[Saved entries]
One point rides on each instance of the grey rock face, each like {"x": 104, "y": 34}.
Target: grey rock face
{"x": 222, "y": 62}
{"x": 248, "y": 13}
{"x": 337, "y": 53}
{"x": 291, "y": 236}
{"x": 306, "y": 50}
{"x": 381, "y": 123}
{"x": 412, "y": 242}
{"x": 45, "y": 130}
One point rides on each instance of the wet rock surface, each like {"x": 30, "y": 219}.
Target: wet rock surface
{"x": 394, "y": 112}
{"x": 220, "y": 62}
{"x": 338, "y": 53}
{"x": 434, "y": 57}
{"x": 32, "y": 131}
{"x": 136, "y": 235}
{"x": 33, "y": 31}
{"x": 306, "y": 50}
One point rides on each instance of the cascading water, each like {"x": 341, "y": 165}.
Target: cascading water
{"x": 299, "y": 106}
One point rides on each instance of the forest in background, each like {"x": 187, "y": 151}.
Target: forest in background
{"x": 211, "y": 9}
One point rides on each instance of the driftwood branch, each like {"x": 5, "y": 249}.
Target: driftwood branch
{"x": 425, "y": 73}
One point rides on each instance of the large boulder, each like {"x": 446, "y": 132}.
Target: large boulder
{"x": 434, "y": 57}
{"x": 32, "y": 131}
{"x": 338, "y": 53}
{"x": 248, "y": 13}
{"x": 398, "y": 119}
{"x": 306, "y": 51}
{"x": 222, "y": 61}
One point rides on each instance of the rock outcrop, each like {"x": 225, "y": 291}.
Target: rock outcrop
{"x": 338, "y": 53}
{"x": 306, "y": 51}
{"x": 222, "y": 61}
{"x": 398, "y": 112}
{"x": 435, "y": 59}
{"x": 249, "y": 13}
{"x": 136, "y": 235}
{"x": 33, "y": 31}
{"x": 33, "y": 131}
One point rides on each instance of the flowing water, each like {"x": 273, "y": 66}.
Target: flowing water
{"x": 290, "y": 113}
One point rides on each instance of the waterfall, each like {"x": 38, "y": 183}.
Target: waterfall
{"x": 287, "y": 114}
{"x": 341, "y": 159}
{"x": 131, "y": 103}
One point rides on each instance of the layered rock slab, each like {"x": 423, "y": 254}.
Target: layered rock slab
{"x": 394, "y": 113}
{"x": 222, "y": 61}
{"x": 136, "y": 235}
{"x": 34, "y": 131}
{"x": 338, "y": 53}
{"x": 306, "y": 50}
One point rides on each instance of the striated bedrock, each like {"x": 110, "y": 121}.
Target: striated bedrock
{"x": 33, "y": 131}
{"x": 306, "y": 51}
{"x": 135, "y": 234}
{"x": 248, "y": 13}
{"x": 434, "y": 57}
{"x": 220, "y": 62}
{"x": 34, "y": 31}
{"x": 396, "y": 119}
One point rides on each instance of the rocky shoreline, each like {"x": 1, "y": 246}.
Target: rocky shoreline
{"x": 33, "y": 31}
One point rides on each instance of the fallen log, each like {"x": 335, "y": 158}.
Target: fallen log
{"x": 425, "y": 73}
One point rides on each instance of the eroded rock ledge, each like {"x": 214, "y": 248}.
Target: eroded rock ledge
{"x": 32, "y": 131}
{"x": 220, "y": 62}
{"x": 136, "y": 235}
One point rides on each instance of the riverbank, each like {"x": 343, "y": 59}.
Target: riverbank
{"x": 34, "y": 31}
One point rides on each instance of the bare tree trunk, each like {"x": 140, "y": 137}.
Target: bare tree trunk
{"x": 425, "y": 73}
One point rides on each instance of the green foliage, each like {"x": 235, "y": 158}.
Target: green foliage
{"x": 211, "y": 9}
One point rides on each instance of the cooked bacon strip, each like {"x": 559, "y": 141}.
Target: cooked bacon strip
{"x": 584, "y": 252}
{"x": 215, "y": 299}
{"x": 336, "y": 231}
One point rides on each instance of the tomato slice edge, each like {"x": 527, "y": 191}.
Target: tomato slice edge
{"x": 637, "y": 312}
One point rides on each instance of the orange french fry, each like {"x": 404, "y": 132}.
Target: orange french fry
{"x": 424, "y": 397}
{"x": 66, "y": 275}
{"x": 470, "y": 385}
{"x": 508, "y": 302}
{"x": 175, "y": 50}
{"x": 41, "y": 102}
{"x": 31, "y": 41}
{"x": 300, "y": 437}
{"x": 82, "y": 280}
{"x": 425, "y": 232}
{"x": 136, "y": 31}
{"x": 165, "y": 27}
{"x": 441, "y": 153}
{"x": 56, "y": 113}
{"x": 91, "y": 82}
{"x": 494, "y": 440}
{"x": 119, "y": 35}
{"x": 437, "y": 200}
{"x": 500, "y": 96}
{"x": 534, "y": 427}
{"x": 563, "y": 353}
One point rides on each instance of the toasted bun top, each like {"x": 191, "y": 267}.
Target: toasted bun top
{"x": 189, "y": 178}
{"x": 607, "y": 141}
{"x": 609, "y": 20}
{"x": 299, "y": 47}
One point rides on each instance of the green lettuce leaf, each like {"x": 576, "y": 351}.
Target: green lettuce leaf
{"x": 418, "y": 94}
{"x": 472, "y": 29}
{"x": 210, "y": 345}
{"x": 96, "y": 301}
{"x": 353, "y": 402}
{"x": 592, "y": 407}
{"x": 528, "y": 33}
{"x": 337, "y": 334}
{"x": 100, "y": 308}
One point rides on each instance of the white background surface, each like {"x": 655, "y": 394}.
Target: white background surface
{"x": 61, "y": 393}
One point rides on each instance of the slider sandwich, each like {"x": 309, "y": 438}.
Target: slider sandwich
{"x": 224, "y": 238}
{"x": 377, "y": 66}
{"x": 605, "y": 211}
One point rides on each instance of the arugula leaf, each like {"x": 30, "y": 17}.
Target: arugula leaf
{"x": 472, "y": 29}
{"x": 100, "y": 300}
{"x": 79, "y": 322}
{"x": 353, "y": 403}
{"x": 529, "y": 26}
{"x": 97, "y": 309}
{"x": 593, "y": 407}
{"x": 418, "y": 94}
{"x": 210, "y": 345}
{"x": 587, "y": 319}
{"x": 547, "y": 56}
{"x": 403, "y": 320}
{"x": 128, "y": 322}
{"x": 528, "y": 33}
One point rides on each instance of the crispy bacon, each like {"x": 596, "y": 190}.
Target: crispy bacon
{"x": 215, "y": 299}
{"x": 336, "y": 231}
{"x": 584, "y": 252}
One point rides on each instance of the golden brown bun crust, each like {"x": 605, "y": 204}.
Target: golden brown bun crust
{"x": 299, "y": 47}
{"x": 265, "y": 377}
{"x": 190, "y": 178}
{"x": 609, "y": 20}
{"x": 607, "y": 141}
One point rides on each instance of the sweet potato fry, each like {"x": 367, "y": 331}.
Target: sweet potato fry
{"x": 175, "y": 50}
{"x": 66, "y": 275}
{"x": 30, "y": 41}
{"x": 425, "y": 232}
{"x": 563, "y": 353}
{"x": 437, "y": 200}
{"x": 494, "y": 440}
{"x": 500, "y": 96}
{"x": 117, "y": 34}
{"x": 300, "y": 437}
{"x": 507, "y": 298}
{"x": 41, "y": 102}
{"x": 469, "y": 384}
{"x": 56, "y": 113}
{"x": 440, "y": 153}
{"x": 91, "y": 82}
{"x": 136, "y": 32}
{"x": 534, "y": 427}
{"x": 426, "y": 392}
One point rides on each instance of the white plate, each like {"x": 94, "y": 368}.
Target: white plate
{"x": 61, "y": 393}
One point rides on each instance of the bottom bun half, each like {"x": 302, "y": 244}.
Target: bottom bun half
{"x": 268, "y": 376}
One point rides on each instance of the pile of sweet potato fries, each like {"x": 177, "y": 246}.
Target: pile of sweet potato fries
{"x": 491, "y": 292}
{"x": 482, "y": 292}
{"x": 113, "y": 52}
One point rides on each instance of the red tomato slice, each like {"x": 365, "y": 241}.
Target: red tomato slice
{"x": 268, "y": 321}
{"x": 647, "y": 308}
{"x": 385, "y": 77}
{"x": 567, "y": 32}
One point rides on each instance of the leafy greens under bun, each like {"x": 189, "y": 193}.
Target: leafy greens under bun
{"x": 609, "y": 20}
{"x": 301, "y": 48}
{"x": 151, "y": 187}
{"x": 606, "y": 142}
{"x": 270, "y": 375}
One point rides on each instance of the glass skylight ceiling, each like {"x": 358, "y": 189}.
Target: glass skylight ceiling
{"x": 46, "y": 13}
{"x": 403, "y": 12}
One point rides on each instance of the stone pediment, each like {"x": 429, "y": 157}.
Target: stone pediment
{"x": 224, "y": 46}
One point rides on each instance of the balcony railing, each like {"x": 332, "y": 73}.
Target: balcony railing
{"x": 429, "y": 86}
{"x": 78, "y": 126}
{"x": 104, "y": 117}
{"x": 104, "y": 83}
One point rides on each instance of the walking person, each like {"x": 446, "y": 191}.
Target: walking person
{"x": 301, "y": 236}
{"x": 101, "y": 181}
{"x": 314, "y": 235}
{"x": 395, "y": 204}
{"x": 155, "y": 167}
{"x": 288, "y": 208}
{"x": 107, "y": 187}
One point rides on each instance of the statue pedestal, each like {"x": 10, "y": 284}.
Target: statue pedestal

• [What you need to do] In the data above, repeat exactly each line from the first through the line that contains "One point rides on each instance of the cascading", and give nothing else.

• [Worked solution]
One point rides on each instance of the grey rock face, each like {"x": 104, "y": 34}.
Target: grey rock face
{"x": 222, "y": 62}
{"x": 248, "y": 13}
{"x": 337, "y": 53}
{"x": 291, "y": 236}
{"x": 306, "y": 50}
{"x": 381, "y": 123}
{"x": 412, "y": 242}
{"x": 45, "y": 130}
One point rides on each instance of the wet rock surface, each like {"x": 30, "y": 219}.
Target: wet rock surface
{"x": 394, "y": 112}
{"x": 220, "y": 62}
{"x": 338, "y": 53}
{"x": 434, "y": 57}
{"x": 32, "y": 131}
{"x": 136, "y": 235}
{"x": 33, "y": 31}
{"x": 306, "y": 50}
One point rides on each instance of the cascading water, each like {"x": 341, "y": 165}.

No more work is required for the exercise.